DOCUMENT PASSAGE ->

Section 4947(a)(2)(A) provides that § 4947(a)(2) shall not apply with respect to any amounts payable under the terms of such trust to non-charitable income beneficiaries.

Section 53.4947-1(c)(2)(ii) of the Foundation and Similar Excise Taxes Regulations provides, in essence, that payments of income by a CRUT to its individual income beneficiaries do not result in any tax on self-dealing under § 4947.

Section 1.7520-3(b)(1)(ii) of the Income Tax Regulations provides that the standard § 7520 annuity, life estate, or remainder factor may not be used to value a restricted beneficial interest. However, a special factor may be used to value a restricted beneficial interest in some circumstances. Section 1.7520-3(b)(1)(i)(C) provides that the standard factor for an ordinary remainder interest represents the present worth of the right to receive $1.00 at the end of a defined period. Section 1.7520-3(b)(1)(i)(B) provides that the standard factor for an ordinary life estate interest represents the right to receive the use of $1.00 for a defined period.

Trust is a split-interest trust described in § 4947(a)(2). By being described in § 4947(a)(2), Trust is subject to the provisions of §§ 507 and 4941 and certain other provisions, as if it were a private foundation.

A and B are disqualified persons with respect to Trust within the meaning of § 4946(a)(1)(A). Section 507(d)(2) defines the term "substantial contributor" to include the creator of the trust.

By early termination, Trust will distribute lump sums to A, B, and the charities, equal to the actuarial value of their interests in Trust (taking into account the net-income and make-up provisions of Trust), and the distributions are also treated as a constructive sale or exchange between A, B, and the charities.

Generally, payments to A and B from Trust would constitute self-dealing. However, because the distribution to A and B equals the actuarial value of the income interest, taking into account the net-income provisions of the trust, the exception to self-dealing provided by § 53.4947-1(c)(2)(i) applies and the distribution will not be an act of self-dealing. Furthermore, because the designated charities are public charities, § 4941 does not apply to the transaction between A, B, and the charities.

The appropriate calculation of the actuarial value of the income interest of Trust, taking into account the net-income provisions of Trust, requires the use of a reasonable method for the calculation which does not inappropriately inflate A and B's interest to the detriment of the charitable remaindermen.

One reasonable method to calculate the actuarial value of the income and remainder interests is the following: the computation of the remainder interest is found using a special factor as indicated in § 1.7520-3(b)(1)(ii). The special remainder factor is found by using the methodology stated in § 1.664-4 for computing the factor for a remainder interest in a unitrust, with the following modification: where § 1.664-4(a)(3) provides an assumption that the trust's stated payout percentage is to be paid out each year, instead the assumed payout shall be that of a fixed percentage which is equal to the lesser of the trust's stated payout percentage or the § 7520 rate for the month of termination. The special factor for the non-charitable payout interest is 1 minus the special remainder factor.

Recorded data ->
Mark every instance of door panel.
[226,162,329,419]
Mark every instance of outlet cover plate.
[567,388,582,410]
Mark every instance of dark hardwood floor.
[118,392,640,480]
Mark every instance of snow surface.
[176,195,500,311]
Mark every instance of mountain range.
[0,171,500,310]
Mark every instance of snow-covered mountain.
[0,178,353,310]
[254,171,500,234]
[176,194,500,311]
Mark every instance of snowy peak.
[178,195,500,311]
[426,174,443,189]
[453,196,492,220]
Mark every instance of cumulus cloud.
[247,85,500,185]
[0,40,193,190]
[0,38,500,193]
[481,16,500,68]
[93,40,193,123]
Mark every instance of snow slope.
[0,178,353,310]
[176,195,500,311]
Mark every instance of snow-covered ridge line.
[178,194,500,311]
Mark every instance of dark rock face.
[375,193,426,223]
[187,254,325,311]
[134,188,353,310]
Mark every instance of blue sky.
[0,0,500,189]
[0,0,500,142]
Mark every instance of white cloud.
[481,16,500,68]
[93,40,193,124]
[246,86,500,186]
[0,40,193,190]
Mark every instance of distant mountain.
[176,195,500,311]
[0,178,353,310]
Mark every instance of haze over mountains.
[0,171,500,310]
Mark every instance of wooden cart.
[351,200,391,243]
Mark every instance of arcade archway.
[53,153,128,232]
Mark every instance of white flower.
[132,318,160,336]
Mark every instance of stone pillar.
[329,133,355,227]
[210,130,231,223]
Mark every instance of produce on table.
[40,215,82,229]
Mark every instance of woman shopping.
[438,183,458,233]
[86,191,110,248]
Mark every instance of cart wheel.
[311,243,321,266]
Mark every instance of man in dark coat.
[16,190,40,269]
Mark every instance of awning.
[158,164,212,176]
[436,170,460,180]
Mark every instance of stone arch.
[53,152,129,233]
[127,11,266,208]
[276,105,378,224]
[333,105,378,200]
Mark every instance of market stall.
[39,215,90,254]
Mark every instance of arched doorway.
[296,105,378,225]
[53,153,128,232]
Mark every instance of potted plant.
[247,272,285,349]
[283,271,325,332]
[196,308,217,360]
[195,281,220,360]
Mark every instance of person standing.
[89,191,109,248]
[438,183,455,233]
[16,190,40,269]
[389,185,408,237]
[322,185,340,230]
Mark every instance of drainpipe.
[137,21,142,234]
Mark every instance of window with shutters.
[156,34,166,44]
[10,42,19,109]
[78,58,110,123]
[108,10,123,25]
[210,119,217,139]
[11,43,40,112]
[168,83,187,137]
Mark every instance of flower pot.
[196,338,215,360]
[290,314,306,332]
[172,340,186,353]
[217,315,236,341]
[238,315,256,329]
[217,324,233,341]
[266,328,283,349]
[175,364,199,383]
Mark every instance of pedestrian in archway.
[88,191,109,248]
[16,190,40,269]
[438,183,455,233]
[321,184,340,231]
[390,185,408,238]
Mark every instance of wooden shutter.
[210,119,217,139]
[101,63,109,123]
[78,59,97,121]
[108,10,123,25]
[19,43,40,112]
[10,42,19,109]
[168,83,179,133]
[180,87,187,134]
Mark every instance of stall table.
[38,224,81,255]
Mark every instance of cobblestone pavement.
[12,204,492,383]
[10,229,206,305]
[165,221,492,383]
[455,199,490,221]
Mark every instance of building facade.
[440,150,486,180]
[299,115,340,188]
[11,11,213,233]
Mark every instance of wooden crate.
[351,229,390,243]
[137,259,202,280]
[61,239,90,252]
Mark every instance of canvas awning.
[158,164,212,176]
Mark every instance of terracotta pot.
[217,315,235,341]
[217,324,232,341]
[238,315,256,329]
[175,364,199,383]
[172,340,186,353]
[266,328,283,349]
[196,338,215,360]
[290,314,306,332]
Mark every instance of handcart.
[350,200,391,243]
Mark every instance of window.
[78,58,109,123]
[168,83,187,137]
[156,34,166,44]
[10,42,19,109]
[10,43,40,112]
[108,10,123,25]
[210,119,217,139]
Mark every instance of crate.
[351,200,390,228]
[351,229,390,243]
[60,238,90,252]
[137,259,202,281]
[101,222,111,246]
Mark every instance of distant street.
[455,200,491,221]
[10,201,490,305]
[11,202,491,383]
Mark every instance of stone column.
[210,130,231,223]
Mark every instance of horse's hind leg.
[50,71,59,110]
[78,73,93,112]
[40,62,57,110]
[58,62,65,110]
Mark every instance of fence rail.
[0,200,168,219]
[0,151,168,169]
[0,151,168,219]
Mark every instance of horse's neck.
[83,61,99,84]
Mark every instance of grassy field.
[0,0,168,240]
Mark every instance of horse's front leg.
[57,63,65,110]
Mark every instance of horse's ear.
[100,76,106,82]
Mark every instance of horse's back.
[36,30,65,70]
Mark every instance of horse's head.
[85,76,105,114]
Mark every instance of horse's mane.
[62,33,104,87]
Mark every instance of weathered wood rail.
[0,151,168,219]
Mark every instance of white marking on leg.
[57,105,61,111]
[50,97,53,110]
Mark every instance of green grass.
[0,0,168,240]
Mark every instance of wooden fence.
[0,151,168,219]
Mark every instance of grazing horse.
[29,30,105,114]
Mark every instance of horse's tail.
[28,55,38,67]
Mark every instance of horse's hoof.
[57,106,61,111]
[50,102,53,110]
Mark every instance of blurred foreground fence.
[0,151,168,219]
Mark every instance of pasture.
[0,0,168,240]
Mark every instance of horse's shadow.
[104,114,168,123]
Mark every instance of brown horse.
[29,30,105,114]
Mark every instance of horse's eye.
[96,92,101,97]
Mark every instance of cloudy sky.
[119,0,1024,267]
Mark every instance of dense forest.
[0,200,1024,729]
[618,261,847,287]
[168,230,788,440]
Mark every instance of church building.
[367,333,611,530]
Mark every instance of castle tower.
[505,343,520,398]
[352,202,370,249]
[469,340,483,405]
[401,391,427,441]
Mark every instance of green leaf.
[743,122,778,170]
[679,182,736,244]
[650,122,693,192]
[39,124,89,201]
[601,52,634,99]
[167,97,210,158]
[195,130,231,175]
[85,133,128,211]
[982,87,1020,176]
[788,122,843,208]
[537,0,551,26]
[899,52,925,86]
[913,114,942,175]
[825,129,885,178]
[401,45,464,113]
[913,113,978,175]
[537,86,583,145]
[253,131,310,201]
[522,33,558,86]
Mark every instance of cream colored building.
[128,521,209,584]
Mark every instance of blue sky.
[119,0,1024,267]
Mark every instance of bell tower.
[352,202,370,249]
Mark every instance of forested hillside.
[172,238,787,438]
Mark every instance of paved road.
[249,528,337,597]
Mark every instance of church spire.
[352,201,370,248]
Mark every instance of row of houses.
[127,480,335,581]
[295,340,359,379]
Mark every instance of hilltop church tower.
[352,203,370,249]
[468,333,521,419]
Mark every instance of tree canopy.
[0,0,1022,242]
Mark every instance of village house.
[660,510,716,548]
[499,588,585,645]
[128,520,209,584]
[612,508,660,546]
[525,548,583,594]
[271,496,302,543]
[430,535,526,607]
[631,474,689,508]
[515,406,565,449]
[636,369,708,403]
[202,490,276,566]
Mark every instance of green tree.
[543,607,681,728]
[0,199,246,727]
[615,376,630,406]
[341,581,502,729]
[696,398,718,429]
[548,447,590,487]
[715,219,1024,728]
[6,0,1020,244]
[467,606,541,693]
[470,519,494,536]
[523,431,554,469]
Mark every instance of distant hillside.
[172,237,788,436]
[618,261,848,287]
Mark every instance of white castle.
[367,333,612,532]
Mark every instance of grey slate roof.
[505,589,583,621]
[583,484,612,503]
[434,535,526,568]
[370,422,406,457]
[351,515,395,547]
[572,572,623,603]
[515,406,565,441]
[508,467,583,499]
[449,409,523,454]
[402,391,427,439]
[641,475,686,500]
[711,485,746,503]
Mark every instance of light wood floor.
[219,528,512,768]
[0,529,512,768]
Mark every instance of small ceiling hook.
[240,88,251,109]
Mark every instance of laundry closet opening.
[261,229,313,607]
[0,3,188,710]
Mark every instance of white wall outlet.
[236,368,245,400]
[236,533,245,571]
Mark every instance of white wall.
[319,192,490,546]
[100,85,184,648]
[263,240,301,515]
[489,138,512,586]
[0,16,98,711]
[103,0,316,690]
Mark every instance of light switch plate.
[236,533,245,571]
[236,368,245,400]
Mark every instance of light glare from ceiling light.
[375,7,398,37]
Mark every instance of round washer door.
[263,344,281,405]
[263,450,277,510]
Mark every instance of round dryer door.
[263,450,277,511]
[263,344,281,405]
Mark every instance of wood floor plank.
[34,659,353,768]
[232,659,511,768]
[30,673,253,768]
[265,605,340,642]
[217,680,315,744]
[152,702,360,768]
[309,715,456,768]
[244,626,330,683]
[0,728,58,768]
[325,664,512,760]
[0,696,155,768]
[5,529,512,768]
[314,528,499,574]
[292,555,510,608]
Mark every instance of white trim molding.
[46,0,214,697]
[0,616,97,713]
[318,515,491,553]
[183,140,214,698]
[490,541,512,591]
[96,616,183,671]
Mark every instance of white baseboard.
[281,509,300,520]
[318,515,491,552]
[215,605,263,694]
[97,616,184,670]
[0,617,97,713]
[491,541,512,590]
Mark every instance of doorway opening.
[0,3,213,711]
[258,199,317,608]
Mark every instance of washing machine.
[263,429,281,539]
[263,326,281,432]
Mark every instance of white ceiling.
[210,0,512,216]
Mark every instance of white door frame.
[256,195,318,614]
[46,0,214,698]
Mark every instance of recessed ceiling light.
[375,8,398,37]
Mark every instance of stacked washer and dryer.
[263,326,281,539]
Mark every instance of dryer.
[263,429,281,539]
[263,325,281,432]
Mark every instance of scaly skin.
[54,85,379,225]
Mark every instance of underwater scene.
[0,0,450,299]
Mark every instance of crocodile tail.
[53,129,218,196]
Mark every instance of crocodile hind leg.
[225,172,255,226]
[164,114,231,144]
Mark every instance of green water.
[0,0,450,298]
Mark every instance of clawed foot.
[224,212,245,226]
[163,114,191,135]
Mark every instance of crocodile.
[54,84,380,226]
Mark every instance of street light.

TASK LIST ->
a – In the passage on early trust termination, what does Section 507(d)(2) include in the term "substantial contributor"?
b – Please reproduce the passage on early trust termination word for word, starting at the words "Section 1.7520-3(b)(1)(ii) of" and stopping after the words "for a defined period.".

SOLUTIONS TO EACH TASK ->
a – The creator of the trust.

b –
Section 1.7520-3(b)(1)(ii) of the Income Tax Regulations provides that the standard § 7520 annuity, life estate, or remainder factor may not be used to value a restricted beneficial interest. However, a special factor may be used to value a restricted beneficial interest in some circumstances. Section 1.7520-3(b)(1)(i)(C) provides that the standard factor for an ordinary remainder interest represents the present worth of the right to receive $1.00 at the end of a defined period. Section 1.7520-3(b)(1)(i)(B) provides that the standard factor for an ordinary life estate interest represents the right to receive the use of $1.00 for a defined period.